(THE TASK): Render every line of the listing below as a Markdown table with two columns, Row for the row number and Line for the text of the line. Leave out any blank lines.

(RECORDS FOR THIS TASK):
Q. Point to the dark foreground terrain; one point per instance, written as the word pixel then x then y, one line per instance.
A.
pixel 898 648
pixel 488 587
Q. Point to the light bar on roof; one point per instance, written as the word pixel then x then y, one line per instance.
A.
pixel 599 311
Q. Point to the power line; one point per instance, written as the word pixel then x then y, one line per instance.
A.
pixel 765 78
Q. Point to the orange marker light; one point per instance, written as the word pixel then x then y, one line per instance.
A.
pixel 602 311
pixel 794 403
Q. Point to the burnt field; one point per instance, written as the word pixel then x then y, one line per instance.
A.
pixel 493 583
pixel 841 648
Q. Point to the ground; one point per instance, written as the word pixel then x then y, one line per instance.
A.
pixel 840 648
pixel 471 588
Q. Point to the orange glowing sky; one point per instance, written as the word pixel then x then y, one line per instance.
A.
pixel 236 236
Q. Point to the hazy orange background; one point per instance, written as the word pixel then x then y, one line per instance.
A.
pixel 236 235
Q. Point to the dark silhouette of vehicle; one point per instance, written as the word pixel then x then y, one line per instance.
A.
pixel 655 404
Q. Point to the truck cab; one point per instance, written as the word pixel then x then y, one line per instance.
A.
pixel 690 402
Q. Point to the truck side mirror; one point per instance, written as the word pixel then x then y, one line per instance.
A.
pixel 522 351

(ANSWER TO THE EXERCISE):
| Row | Line |
|---|---|
| 1 | Q. Point to the dark foreground terrain; one point per instance, written as the word pixel then x then y, one line per instance. |
| 2 | A. |
| 3 | pixel 898 648 |
| 4 | pixel 488 587 |
| 5 | Q. Point to the light bar on roof; one point per instance, written as the word pixel then x then y, one line per instance. |
| 6 | A. |
| 7 | pixel 599 311 |
| 8 | Q. Point to the power line; one point per instance, written as the word pixel then x then y, one line per instance. |
| 9 | A. |
| 10 | pixel 765 78 |
| 11 | Q. Point to the orange marker light; one point per instance, written as the word pixel then x then y, one line per instance. |
| 12 | A. |
| 13 | pixel 602 311 |
| 14 | pixel 794 403 |
| 15 | Q. Point to the burnt field; one point per instance, written as the word pixel then x then y, one line per instance. |
| 16 | A. |
| 17 | pixel 493 583 |
| 18 | pixel 841 648 |
| 19 | Q. Point to the ground; one point per instance, written as the word pixel then x then y, one line per instance. |
| 20 | A. |
| 21 | pixel 840 648 |
| 22 | pixel 471 588 |
| 23 | Q. Point to the orange glowing sky; one point per instance, written as the word pixel then x then y, one line per instance. |
| 24 | A. |
| 25 | pixel 236 236 |
| 26 | Q. Point to the hazy orange background; one point per instance, written as the word pixel then x then y, one line per instance. |
| 27 | A. |
| 28 | pixel 236 235 |
| 29 | Q. Point to the dark silhouette of vehicle; one point per instance, written as the word pixel then x then y, one line per instance. |
| 30 | A. |
| 31 | pixel 655 404 |
| 32 | Q. Point to the truck cab; one point per instance, written as the word pixel then x then y, one line per instance. |
| 33 | A. |
| 34 | pixel 690 402 |
| 35 | Q. Point to the truck side mirror; one point per instance, written as the word pixel then x then y, one line per instance. |
| 36 | A. |
| 37 | pixel 522 351 |